[Intel-gfx] [CI 1/5] igt/gem_workarounds: Read the workaround registers from the active context

Wed Oct 4 13:53:17 UTC 2017

Chris Wilson <chris at chris-wilson.co.uk> writes:

> Quoting Mika Kuoppala (2017-10-03 16:19:10)
>> Chris Wilson <chris at chris-wilson.co.uk> writes:
>> 
>> > The workarounds are only valid whilst the GPU is active. To be sure we
>> > are reading the registers in the right state, issue the reads from the GPU.
>> >
>> 
>> Yay, this is the right way :)
>> 
>> Some comments and findings below...
>> 
>> > v2: Show ignored write-only failures as debug.
>> >
>> > Signed-off-by: Chris Wilson <chris at chris-wilson.co.uk>
>> > ---
>> >  tests/gem_workarounds.c | 147 ++++++++++++++++++++++++++----------------------
>> >  1 file changed, 81 insertions(+), 66 deletions(-)
>> >
>> > diff --git a/tests/gem_workarounds.c b/tests/gem_workarounds.c
>> > index 5e30a7b8..95ec250a 100644
>> > --- a/tests/gem_workarounds.c
>> > +++ b/tests/gem_workarounds.c
>> > @@ -61,20 +61,6 @@ static struct write_only_list {
>> >  static struct intel_wa_reg *wa_regs;
>> >  static int num_wa_regs;
>> >  
>> > -static void wait_gpu(void)
>> > -{
>> > -     int fd = drm_open_driver(DRIVER_INTEL);
>> > -     gem_quiescent_gpu(fd);
>> > -     close(fd);
>> > -}
>> > -
>> > -static void test_hang_gpu(void)
>> > -{
>> > -     int fd = drm_open_driver(DRIVER_INTEL);
>> > -     igt_post_hang_ring(fd, igt_hang_ring(fd, I915_EXEC_DEFAULT));
>> > -     close(fd);
>> > -}
>> > -
>> >  static void test_suspend_resume(void)
>> >  {
>> >       igt_info("Suspending the device ...\n");
>> > @@ -96,49 +82,95 @@ static bool write_only(const uint32_t addr)
>> >       return false;
>> >  }
>> >  
>> > -static int workaround_fail_count(void)
>> > -{
>> > -     int i, fail_count = 0;
>> > -
>> > -     /* There is a small delay after coming ot of rc6 to the correct
>> > -        render context values will get loaded by hardware (bdw,chv).
>> > -        This here ensures that we have the correct context loaded before
>> > -        we start to read values */
>> > -     wait_gpu();
>> > +#define MI_STORE_REGISTER_MEM (0x24 << 23)
>> >  
>> > -     igt_debug("Address    val        mask        read        result\n");
>> > +static int workaround_fail_count(int fd)
= = = =
__Given task 1__:
Pick out each line of the records below that contains the string "cliff", with case counting.

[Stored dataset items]
= = = =
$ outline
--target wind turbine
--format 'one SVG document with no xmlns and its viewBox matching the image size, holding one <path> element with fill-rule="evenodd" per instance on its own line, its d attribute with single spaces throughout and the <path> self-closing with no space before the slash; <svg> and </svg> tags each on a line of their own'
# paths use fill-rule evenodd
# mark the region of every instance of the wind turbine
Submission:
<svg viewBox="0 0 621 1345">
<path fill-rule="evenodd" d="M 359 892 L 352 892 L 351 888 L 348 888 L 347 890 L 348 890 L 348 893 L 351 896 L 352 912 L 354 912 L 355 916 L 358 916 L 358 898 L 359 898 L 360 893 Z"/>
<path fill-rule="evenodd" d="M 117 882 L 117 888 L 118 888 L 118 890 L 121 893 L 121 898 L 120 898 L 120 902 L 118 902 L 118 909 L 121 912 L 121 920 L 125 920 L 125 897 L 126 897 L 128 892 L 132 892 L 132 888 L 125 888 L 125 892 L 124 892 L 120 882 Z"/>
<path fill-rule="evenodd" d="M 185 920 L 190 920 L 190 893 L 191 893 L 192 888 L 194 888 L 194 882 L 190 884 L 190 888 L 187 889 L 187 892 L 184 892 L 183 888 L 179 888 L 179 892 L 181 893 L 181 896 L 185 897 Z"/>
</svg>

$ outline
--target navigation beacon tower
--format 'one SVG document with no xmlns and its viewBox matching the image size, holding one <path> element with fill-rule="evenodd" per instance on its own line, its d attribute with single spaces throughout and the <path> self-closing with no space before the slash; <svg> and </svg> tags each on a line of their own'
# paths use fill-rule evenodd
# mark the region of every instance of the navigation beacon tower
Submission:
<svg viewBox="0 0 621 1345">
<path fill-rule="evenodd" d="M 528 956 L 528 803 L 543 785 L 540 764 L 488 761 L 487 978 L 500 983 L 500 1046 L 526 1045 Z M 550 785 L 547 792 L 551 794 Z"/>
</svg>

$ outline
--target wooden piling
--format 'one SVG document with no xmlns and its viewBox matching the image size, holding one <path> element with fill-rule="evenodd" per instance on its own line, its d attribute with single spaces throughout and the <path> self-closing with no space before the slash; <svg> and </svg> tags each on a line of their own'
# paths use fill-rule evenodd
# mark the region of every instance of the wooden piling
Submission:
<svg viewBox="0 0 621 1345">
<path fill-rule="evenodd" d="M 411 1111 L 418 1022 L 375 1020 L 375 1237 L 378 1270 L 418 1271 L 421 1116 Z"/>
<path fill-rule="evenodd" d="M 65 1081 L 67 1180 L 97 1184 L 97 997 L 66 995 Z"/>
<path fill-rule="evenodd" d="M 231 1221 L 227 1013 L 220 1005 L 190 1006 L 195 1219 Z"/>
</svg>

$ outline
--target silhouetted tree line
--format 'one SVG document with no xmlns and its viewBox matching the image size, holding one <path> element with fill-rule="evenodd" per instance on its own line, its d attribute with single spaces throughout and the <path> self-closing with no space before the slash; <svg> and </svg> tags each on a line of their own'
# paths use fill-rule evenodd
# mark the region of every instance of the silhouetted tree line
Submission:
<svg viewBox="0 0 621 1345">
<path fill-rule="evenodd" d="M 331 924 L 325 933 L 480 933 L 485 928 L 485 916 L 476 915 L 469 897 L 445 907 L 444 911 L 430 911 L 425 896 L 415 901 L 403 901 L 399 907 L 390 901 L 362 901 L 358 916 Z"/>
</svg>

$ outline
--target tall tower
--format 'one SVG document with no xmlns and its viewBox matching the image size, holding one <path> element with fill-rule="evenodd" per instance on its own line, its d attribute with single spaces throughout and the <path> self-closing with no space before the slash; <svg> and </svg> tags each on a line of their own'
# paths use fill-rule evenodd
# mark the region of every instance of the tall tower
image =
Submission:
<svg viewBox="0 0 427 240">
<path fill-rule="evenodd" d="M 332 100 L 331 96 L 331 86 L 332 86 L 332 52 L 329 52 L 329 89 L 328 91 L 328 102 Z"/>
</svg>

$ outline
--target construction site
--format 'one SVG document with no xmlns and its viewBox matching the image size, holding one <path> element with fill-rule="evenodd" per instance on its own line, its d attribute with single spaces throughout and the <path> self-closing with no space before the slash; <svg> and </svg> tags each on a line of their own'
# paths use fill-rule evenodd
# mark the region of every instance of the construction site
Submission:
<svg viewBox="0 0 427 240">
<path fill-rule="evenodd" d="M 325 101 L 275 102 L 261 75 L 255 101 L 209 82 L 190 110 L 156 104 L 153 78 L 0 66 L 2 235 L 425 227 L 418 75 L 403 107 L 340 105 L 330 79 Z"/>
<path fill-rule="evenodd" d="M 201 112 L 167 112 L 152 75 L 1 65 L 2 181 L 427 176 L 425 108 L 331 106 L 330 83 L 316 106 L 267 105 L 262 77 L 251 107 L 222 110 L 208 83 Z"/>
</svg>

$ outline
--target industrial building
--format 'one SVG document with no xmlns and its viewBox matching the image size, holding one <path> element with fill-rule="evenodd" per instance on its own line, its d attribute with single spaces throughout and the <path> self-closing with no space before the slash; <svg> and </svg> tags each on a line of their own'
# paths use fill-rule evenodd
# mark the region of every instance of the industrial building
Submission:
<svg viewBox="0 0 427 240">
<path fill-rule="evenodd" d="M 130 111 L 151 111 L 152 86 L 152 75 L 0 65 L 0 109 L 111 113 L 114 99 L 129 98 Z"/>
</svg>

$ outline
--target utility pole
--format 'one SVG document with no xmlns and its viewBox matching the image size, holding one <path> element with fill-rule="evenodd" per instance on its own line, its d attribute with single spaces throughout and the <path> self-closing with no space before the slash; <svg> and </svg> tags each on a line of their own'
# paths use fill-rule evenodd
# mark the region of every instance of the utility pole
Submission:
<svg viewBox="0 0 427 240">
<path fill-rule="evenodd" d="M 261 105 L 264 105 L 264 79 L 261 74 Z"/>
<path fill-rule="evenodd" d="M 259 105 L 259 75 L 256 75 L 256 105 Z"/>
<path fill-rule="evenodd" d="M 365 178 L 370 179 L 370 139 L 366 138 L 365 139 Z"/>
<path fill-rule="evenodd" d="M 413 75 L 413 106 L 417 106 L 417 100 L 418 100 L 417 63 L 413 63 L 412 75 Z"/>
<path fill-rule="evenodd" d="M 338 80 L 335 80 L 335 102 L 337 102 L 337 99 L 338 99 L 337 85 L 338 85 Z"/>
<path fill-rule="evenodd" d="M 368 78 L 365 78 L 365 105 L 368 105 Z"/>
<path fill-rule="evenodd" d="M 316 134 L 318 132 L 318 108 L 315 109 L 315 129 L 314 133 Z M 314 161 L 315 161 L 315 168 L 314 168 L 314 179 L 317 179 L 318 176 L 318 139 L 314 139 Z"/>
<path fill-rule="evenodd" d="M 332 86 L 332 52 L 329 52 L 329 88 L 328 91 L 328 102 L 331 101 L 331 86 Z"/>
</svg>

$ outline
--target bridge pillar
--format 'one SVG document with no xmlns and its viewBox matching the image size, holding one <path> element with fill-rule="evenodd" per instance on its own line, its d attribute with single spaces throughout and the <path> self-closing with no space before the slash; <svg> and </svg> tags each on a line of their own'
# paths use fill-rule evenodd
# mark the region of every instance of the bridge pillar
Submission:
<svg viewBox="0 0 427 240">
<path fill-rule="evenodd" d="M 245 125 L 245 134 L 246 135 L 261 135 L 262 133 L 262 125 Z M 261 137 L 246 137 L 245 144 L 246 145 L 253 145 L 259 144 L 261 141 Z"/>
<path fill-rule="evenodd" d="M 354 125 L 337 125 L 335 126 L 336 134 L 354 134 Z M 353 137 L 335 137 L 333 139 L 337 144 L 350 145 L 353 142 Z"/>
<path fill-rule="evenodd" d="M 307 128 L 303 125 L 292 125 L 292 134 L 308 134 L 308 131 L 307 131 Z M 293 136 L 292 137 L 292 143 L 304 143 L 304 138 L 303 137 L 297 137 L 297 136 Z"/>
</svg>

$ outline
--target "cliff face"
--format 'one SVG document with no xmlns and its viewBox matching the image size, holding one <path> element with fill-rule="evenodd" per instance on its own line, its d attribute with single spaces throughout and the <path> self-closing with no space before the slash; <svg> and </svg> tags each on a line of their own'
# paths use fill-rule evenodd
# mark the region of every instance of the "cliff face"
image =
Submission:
= = = =
__Given task 2__:
Please transcribe everything in the gem_workarounds patch thread above from "Wed Oct 4 13:53:17" down to "right way :)".

__Full output 1__:
--target "cliff face"
# mark the region of every instance of the "cliff face"

__Full output 2__:
Wed Oct 4 13:53:17 UTC 2017

Chris Wilson <chris at chris-wilson.co.uk> writes:

> Quoting Mika Kuoppala (2017-10-03 16:19:10)
>> Chris Wilson <chris at chris-wilson.co.uk> writes:
>> 
>> > The workarounds are only valid whilst the GPU is active. To be sure we
>> > are reading the registers in the right state, issue the reads from the GPU.
>> >
>> 
>> Yay, this is the right way :)